• [Passage to read]

--- START ---

Everyone has a unique body and needs and no single intermittent catheter out there will work for everyone. The same goes for the size, catheter type, and length of your catheter. Intermittent catheter sizes include the length and diameter, which is measured in French or Charriere sizes. Catheter French sizes generally start very small at 5 or 6 French and progress upward in size, through as large as 24 French.
A universal colour-coding system allows you to simply look at the funnel end to make sure you’re using the prescribed French size. Exceptions to this rule are when you choose luer end catheters or red rubber latex catheters, which do not use the colour-coding system.
With the right French size, urine should flow from your bladder, through the tube, at a steady pace while keeping you comfortable.
- Knowing if your catheter is too small: For male or female catheters that may be too small, you may experience spillage, or urine flowing outside of the tube.
- Knowing if your catheter is too big: For male or female catheters that are too big for your urethra, you may experience discomfort or pain.

--- END ---

• [Supplied records]
--- START ---

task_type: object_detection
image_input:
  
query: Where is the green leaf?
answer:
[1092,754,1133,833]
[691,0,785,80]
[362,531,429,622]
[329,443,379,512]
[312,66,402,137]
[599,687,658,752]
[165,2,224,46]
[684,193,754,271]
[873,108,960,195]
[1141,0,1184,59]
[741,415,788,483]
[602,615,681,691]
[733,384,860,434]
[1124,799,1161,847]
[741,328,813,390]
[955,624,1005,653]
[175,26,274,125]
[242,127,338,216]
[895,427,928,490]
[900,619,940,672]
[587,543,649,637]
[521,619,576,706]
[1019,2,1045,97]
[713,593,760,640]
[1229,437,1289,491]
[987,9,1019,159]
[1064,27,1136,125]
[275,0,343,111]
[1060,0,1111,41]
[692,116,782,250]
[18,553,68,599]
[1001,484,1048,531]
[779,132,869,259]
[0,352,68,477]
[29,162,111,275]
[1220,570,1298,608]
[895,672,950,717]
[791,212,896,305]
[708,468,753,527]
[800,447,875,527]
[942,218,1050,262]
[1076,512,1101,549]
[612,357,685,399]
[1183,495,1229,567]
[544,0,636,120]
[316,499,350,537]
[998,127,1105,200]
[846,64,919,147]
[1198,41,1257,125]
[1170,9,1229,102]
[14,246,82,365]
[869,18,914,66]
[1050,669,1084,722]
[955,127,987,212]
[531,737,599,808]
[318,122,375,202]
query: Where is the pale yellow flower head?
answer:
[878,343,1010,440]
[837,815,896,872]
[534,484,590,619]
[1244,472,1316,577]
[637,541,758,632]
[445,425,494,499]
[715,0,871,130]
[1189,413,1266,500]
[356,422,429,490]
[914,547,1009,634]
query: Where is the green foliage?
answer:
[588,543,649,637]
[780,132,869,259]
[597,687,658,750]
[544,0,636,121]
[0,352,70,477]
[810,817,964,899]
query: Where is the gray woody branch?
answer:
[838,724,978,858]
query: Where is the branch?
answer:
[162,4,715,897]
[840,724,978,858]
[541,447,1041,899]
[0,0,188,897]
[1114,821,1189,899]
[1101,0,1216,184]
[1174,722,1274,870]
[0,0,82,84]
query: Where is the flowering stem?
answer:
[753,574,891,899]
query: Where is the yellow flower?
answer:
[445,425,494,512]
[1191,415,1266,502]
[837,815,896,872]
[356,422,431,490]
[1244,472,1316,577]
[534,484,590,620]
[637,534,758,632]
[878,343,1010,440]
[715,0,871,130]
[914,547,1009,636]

--- END ---

• [Your tasks]
(A) In the catheter size text, copy word for word the part that opens with the words containing "A universal colour-coding" and closes with "discomfort or pain.".
(B) According to the catheter size text, which kinds of catheters don't use the color-coding system?
Leave the data out of this work.

• [Solutions to the problems]
(A)
A universal colour-coding system allows you to simply look at the funnel end to make sure you’re using the prescribed French size. Exceptions to this rule are when you choose luer end catheters or red rubber latex catheters, which do not use the colour-coding system.
With the right French size, urine should flow from your bladder, through the tube, at a steady pace while keeping you comfortable.
- Knowing if your catheter is too small: For male or female catheters that may be too small, you may experience spillage, or urine flowing outside of the tube.
- Knowing if your catheter is too big: For male or female catheters that are too big for your urethra, you may experience discomfort or pain.

(B) Luer end catheters and red rubber latex catheters.